- **Given task**
State how many lines in the rows below contain the word "foam". Reply with the number alone.

- **Data rows**
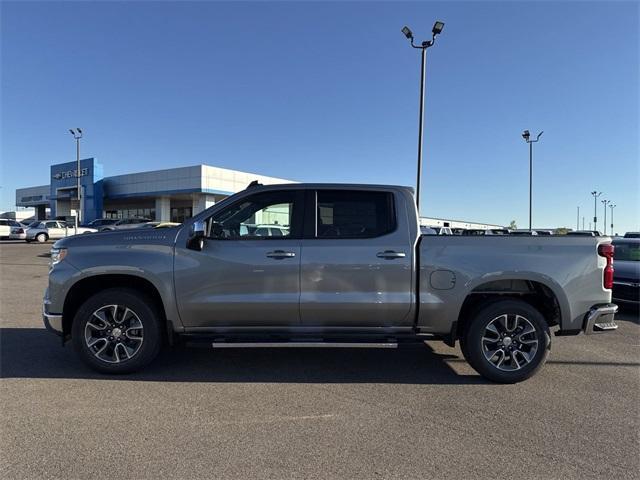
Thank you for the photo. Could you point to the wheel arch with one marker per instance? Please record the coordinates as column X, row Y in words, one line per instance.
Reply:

==

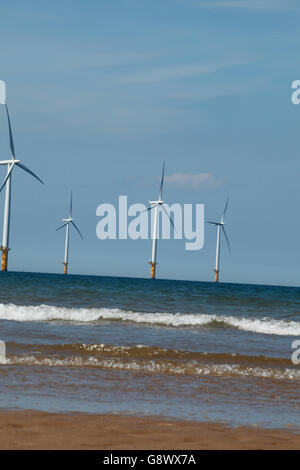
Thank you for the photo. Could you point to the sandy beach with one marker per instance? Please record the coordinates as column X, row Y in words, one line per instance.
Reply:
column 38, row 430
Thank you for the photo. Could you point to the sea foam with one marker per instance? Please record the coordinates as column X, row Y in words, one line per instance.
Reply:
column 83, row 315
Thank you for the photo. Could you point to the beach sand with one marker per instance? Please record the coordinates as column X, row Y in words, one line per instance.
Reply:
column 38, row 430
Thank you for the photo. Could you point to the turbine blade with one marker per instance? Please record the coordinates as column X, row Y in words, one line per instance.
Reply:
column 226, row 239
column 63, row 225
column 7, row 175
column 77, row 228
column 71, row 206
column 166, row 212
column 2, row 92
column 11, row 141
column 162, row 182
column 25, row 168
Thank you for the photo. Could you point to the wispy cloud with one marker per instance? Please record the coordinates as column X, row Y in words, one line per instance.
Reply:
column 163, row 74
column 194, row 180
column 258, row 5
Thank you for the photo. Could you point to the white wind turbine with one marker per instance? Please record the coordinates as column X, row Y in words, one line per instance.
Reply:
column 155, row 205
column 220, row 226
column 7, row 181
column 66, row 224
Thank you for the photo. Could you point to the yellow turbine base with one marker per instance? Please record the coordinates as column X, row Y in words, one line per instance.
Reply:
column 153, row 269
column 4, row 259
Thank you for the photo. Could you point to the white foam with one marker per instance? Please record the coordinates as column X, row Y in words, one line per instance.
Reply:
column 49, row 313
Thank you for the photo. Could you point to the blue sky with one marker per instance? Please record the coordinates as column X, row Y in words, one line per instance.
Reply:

- **Task result**
2